** START **

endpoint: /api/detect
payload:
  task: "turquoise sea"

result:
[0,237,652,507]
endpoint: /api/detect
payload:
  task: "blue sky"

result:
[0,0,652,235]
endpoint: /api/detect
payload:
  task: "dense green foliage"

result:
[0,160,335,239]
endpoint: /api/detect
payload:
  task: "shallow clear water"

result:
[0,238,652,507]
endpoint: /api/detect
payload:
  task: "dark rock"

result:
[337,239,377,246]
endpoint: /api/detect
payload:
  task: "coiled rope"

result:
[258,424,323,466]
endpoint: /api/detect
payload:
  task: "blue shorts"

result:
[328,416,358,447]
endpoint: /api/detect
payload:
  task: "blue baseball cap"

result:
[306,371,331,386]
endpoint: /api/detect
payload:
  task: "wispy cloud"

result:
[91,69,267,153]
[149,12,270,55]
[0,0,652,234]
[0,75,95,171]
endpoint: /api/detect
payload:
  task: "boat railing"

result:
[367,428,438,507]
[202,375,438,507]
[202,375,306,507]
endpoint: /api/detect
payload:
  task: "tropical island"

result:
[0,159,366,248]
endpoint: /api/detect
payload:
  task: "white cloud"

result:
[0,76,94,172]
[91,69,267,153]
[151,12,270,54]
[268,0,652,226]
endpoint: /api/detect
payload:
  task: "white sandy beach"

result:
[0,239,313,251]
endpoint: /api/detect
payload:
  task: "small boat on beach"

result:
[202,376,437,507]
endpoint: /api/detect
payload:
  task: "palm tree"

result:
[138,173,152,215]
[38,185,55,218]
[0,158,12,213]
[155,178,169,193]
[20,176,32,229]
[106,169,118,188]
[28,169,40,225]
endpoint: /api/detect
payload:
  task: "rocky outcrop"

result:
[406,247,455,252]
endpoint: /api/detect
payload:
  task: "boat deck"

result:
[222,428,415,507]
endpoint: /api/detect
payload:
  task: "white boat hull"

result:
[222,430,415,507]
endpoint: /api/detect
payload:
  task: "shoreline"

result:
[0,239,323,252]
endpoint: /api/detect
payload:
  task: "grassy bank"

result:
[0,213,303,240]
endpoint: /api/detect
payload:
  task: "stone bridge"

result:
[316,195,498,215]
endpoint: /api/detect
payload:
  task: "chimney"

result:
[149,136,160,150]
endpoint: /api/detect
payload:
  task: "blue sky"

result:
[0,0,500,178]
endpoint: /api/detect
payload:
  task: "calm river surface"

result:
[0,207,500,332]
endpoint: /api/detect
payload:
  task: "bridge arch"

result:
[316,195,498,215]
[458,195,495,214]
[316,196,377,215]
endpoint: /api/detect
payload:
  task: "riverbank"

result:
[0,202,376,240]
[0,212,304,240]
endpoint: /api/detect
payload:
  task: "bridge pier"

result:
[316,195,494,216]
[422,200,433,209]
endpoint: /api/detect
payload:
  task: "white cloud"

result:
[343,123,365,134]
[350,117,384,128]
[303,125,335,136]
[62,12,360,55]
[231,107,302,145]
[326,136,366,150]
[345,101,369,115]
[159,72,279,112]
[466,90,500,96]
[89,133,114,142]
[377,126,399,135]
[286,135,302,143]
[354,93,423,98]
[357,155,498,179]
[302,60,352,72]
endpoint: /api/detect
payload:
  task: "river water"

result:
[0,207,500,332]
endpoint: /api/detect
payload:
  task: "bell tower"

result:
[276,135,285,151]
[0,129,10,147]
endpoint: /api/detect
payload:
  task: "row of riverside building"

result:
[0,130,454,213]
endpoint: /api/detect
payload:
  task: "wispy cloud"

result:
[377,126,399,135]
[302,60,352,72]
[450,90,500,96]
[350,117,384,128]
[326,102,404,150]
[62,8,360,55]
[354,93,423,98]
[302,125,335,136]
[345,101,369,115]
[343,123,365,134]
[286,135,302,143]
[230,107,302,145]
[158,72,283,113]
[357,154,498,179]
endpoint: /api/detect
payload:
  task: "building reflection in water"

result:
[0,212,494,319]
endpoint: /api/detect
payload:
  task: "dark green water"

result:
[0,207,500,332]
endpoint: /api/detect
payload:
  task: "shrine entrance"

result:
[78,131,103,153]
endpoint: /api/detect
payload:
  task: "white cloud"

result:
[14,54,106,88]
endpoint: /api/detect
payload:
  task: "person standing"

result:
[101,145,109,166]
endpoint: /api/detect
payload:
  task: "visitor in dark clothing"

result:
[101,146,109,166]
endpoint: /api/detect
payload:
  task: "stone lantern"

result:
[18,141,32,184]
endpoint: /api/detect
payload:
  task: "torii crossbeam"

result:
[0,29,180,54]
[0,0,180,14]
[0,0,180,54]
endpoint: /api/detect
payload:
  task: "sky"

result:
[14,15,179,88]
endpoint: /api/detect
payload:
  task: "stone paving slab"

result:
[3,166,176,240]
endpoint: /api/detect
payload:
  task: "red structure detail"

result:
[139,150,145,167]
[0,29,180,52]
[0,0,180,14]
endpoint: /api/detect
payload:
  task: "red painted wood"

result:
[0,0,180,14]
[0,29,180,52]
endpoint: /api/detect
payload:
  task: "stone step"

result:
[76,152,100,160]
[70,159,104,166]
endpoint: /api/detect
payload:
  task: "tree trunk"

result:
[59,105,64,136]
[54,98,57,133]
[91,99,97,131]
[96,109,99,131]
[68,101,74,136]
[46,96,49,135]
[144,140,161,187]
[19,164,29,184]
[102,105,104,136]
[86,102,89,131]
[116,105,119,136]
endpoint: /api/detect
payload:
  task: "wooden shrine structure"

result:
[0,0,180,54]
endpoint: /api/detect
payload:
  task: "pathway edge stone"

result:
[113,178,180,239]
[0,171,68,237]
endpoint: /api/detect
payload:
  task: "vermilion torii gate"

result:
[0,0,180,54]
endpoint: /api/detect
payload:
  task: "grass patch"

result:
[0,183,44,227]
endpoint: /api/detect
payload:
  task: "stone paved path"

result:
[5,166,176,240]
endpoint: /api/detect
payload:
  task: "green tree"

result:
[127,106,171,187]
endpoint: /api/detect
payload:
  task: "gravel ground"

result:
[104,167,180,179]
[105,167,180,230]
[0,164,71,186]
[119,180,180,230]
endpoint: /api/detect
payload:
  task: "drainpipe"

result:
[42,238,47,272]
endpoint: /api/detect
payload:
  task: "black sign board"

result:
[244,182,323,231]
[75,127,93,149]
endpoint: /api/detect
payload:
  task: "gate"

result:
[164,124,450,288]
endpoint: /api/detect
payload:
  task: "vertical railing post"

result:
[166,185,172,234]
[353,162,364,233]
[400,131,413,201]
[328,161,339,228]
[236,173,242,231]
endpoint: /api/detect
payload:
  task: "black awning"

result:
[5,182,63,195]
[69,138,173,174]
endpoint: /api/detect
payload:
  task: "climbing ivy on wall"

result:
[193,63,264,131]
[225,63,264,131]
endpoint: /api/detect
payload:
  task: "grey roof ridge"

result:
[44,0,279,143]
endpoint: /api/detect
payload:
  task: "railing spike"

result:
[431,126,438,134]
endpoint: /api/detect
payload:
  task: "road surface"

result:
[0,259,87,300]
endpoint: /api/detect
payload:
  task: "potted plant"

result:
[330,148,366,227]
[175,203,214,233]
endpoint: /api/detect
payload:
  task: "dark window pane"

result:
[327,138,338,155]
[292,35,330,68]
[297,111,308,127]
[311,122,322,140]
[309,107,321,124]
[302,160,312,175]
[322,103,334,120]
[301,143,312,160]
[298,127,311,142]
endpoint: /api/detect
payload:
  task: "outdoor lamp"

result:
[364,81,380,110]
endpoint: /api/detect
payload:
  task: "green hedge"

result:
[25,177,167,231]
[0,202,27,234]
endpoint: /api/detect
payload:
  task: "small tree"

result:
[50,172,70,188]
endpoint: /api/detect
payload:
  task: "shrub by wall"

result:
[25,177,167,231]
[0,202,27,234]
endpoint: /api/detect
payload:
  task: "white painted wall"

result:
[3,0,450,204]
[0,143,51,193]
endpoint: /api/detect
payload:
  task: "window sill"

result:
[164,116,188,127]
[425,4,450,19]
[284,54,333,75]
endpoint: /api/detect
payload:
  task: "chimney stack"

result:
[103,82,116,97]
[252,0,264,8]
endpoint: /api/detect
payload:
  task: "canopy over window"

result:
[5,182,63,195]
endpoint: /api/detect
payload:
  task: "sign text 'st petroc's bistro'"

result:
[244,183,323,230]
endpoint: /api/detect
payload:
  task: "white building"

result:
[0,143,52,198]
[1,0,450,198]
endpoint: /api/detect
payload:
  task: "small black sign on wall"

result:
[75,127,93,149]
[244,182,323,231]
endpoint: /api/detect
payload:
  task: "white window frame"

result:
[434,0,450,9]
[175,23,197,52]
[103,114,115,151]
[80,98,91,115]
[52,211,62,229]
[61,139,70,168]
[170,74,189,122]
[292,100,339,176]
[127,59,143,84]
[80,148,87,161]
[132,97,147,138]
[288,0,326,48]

** END **

*Description of the task*
Arrange every line from the start of the items through the line with "[337,239,377,246]" as a JSON list of strings, one string per line, with blank lines left out.

*Problem solution*
[
  "endpoint: /api/detect",
  "payload:",
  "  task: \"turquoise sea\"",
  "result:",
  "[0,237,652,507]",
  "endpoint: /api/detect",
  "payload:",
  "  task: \"blue sky\"",
  "result:",
  "[0,0,652,235]",
  "endpoint: /api/detect",
  "payload:",
  "  task: \"dense green foliage\"",
  "result:",
  "[0,160,335,239]",
  "endpoint: /api/detect",
  "payload:",
  "  task: \"shallow clear water\"",
  "result:",
  "[0,238,652,507]",
  "endpoint: /api/detect",
  "payload:",
  "  task: \"dark rock\"",
  "result:",
  "[337,239,377,246]"
]